* _Rows from a pointing dataset_:
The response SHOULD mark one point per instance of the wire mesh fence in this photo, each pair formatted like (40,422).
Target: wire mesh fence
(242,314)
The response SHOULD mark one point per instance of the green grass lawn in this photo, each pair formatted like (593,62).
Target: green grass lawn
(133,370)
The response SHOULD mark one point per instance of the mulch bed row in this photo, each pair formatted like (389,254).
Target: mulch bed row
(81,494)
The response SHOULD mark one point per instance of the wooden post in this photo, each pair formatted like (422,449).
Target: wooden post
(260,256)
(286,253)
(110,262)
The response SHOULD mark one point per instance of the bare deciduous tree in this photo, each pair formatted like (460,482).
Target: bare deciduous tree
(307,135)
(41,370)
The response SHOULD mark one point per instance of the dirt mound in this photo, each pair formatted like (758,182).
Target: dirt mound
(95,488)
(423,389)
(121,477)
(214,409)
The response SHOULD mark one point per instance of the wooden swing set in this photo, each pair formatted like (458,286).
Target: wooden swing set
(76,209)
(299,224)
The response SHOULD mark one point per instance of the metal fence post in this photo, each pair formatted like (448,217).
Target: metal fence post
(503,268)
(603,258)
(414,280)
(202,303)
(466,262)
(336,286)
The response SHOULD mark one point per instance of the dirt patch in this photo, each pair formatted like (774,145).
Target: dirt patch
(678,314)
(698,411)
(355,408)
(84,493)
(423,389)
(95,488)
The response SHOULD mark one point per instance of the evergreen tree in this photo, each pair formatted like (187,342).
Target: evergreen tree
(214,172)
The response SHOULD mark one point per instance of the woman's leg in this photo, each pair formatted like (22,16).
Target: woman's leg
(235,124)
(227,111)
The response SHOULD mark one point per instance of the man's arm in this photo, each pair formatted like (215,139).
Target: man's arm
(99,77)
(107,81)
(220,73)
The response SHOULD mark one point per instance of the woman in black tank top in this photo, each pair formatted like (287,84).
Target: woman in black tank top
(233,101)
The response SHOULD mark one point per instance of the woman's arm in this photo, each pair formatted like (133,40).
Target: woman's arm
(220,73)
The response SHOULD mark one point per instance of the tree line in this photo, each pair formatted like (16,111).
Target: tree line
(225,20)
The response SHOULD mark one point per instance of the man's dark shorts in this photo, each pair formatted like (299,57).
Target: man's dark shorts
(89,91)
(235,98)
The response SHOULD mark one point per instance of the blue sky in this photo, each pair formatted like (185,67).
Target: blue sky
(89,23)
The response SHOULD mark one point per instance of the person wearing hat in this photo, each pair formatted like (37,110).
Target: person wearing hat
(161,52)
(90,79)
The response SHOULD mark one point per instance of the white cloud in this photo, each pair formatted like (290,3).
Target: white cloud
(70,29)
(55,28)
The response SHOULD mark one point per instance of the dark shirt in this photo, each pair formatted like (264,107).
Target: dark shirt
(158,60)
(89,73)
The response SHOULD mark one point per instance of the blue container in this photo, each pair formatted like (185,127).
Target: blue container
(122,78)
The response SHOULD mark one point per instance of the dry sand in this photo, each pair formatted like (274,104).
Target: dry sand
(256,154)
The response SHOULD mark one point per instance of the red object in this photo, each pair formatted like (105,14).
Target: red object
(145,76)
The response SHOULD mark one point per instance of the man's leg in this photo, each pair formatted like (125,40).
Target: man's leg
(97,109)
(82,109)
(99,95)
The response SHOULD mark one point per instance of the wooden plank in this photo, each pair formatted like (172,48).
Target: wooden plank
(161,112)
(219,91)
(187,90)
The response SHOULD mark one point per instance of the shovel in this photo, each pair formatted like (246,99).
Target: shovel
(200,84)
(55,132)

* _Goal_: Copy out every line of the data above, word for word.

* _Response to this task_:
The response SHOULD mark one point per instance of the wire mesh fence in this photo, each pair formatted like (40,422).
Target: wire mesh fence
(242,314)
The response SHOULD mark one point per instance of the green grass lawn in this photo, each pair formatted like (593,62).
Target: green grass lawn
(133,370)
The response SHOULD mark one point per instance of the mulch bed row in this photo, each pair formatted like (389,254).
Target: mulch bed row
(81,494)
The response SHOULD mark one point per instance of the wooden post in this photo, each pair formatted like (422,449).
Target: wooden post
(260,256)
(286,253)
(110,262)
The response SHOULD mark one point per instance of the bare deciduous tree in this photo, each pair formatted like (460,482).
Target: bare deciduous tree
(307,135)
(41,370)
The response SHOULD mark one point per instance of the dirt mound in this photo, each pair formatted like (758,182).
Target: dirt mound
(95,488)
(423,389)
(121,477)
(214,409)
The response SHOULD mark one point per instance of the wooden swing set in this photo, each pair formatted like (458,286).
Target: wooden swing set
(76,209)
(299,224)
The response SHOULD mark one point per instance of the metal fence post in this photo, each pair formatted like (448,217).
Target: metal fence post
(503,268)
(603,258)
(414,280)
(202,303)
(466,262)
(336,286)
The response SHOULD mark one point per instance of the dirt patch in this photo, each pair formatted like (774,145).
Target: dirt patch
(678,314)
(698,411)
(355,408)
(84,493)
(423,389)
(95,488)
The response SHOULD mark one point per instance of the evergreen tree in this photo, each pair formatted like (187,342).
Target: evergreen tree
(214,172)
The response SHOULD mark one point per instance of the woman's leg in this photo, each pair formatted like (22,16).
Target: woman's leg
(235,124)
(227,111)
The response SHOULD mark one point per instance of the man's arm in this photo, each pair formatted like (215,139).
Target: man's arm
(99,77)
(107,81)
(220,73)
The response SHOULD mark one point per instance of the woman in black tank top in this photo, each pair formatted like (287,84).
Target: woman in black tank top
(233,101)
The response SHOULD mark one point per instance of the woman's arm in this photo, each pair formatted like (133,40).
Target: woman's arm
(220,73)
The response SHOULD mark one point per instance of the tree line in this photo, each pair formatted like (16,111).
Target: tree line
(225,20)
The response SHOULD mark one point per instance of the man's dark shorts in this photo, each pair formatted like (299,57).
Target: man's dark shorts
(89,91)
(235,98)
The response SHOULD mark one point per instance of the blue sky in this photo, each pair formatted like (185,67).
Target: blue sky
(89,23)
The response SHOULD mark one point per instance of the person wearing hat in this photo, each pair formatted like (37,110).
Target: person wearing hat
(161,52)
(90,79)
The response SHOULD mark one point per instance of the white cloud in this photo, each pair formatted like (290,3).
Target: white cloud
(70,29)
(55,28)
The response SHOULD mark one point per instance of the dark shirt in this photo, each pair formatted like (264,107).
Target: dark shirt
(158,60)
(89,73)
The response SHOULD mark one point per instance of the blue container in this photo, each pair formatted like (185,127).
Target: blue container
(122,78)
The response SHOULD mark one point per instance of the dry sand in this photo, each pair formatted like (274,104).
Target: dry sand
(256,154)
The response SHOULD mark one point per instance of the red object in this photo, each pair formatted like (105,14).
Target: red object
(145,76)
The response SHOULD mark one point per instance of the man's leg in this photo, each pair formatted like (125,40).
Target: man's leg
(97,109)
(82,109)
(99,95)
The response SHOULD mark one point per instance of the wooden plank in this photo, each pair formatted like (172,48).
Target: wooden plank
(161,112)
(219,91)
(187,90)
The response SHOULD mark one point per instance of the shovel in this photo, each pair formatted like (246,99).
Target: shovel
(200,84)
(55,132)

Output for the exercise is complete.